**Extract to read**
My students have the IGCSE Literature coursework over two years. They meet for 3 hours per week in four class periods. This gives them about just over the recommended 130 hours of guided learning (168 hours of seat time over 28 weeks of school, less time for special events and school-wide testing).
Each novel we have studied this year was done over about five weeks: four weeks to discuss, analyze, and synthesize the plot, themes, characters, important quotes and other literary elements. The remaining week is used to revise and take a mock exam on the one novel. For drama, I tended to take seven weeks to unpack the text in a similar way. Regarding short stories and poems, this was generally done with a two class series to study and revise. Followed by a mini-mock exam each week on the texts that were studied up to that point.
The class has been directed to paper one and paper two. With a small class and inexperienced IGCSE teaching staff, internal examination was not selected. Supplementary materials have ebbed with student needs. My current class found use in watching the full stage version of “A Raisin in the Sun”, excerpts from “A Separate Peace” and excerpts from multiple move and stage versions of “Romeo and Juliet”. The class last year, did none of these elements. We have also borrowed this year from the IBDP program assessment of the IOC as another method for textual examination – giving students the opportunity to speak about their understanding, rather than just writing about it. Our text sequence is aligned with the IGCSE History course. For example, during the Key-Study of South Africa, we are reading “Cry, Beloved Country” and during one of the WWII units, we read “A Separate Peace”.
The Cambridge scheme of work has been effective for student and class reference. We use it often as a formative and informal progress check. We do not follow a text book. The order of texts is in alignment with the content in other courses.
The idea there is that the start of every class is the same with the Bell Ringer activity and the close of the class is always one of five activities. I leave it open because depending on the class, different closing activities may be appropriate. Tradition is important – and it creates closure that the students can expect and count on. The ‘shout out’ is nice because it teaches students to be complimentary of others and recognize their academic talents. I limit to it to academic activities in class: “I like the way Ali identified his personal connection to the metaphor in the poem.”
After many years of teaching and four years of hard work, I became an NBCT this year. Upon reflecting – my lesson plan is really key to effective planning.
In my experience the most important sections of a lesson plan are as follows:
– The standard(s) addressed by the lesson
– The language function or command word within the learning objective (e.g. analyze or identify)
– The syntax within the class provided for the student to complete the work (e.g. class notes, annotation of text, Venn Diagram)
– A logical sequence of events such as: 1) Introduction/Get Thinking/Bell Ringer quick activity 2) Instruction of content through lecture, group work, or individual work (this may connect to homework). 3) Extension and practice from the instruction. This may be solo or within a small group. 4) Demonstration and sharing of learning – students share out with class, teacher assesses and questions for development of work.
I rarely use my lesson plan in the actual class. I often review the plan in advance of the class, first thing for the day. I always start with the lesson objective following or as part of the introduction activity. When I am unable to get to the formative or summative component due to time constraints, I will either add this to the homework for the night or push out the plan for an extension into the next class.

[Stored entries]
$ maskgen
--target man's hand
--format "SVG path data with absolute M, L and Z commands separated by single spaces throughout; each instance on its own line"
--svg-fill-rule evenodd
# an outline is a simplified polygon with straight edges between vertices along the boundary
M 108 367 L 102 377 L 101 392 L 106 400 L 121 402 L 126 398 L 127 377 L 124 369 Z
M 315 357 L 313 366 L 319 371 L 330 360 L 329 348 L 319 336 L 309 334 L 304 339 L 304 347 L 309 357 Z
---
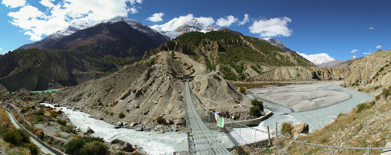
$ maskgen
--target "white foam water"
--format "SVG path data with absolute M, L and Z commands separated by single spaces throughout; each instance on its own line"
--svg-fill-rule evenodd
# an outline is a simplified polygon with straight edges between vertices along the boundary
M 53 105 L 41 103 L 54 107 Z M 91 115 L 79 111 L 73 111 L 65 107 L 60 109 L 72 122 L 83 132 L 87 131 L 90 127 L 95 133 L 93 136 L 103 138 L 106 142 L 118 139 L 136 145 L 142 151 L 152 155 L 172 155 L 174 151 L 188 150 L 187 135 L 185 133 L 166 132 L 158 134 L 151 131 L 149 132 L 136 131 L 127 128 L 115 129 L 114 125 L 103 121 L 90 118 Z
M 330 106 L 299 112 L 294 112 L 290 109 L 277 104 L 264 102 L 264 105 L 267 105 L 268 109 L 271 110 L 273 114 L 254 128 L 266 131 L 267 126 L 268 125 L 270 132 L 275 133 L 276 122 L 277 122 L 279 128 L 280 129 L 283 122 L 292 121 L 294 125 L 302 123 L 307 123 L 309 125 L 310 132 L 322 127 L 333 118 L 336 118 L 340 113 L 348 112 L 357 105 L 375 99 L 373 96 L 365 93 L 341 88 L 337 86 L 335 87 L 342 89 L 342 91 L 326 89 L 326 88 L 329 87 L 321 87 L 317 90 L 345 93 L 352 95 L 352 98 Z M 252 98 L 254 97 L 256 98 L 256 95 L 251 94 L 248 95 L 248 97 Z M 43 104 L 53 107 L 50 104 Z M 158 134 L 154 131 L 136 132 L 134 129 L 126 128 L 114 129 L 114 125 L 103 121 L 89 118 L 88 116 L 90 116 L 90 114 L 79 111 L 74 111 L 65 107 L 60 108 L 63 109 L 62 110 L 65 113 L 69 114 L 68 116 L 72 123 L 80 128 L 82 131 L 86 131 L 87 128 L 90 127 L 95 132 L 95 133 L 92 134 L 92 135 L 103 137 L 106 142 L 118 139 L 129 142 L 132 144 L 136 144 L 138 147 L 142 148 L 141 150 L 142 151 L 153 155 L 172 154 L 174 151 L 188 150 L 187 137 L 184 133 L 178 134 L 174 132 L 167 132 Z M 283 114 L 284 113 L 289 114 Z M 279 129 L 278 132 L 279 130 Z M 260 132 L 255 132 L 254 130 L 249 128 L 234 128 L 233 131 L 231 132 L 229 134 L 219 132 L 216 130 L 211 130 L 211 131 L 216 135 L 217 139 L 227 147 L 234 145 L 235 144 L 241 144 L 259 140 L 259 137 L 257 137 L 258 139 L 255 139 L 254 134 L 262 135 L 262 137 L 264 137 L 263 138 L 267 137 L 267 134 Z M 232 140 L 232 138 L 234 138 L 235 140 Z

**Problem 1**
In the account of IGCSE Literature course planning, which novel do the students read during the Key-Study of South Africa?
**Problem 2**
Write the next part of the account of IGCSE Literature course planning, continuing from its final sentence.

**Written reply 1**
"Cry, Beloved Country"

**Written reply 2**
An interesting and often useful strategy for teachers. 1) Students take time to think about their personal response to a question (I have found this works best with critical thinking); 2) Students share with another student – they share their response and their thinking process – they have an opportunity to refine and check their understanding; 3) Students or pairings share with the group their responses.
In my experience, TPS is enhanced when the pairing is not just with a random person. There are productive pairings within the Zone of Proximal Development. Two intermediate learners in the same group can support the information and understanding that they each bring to the conversation. A high level student and a low level student does not result in mutual learning – because the high level student draws little to no benefit from the low level student. The low level student will either frustrate the high level student with their lack of knowledge or the high level student will spend their time teaching the low level student and receive no parallel exchange of information. One critique of this is that it keeps low level students with low level students. However, the sharing is an essential part of the learning strategy. Here, students are exposed to the range of ideas. If the teacher solicits responses from a range of ability levels, all students get heard and the exchange of ideas is supported across levels while allowing small pairings to support each other at the same point in development.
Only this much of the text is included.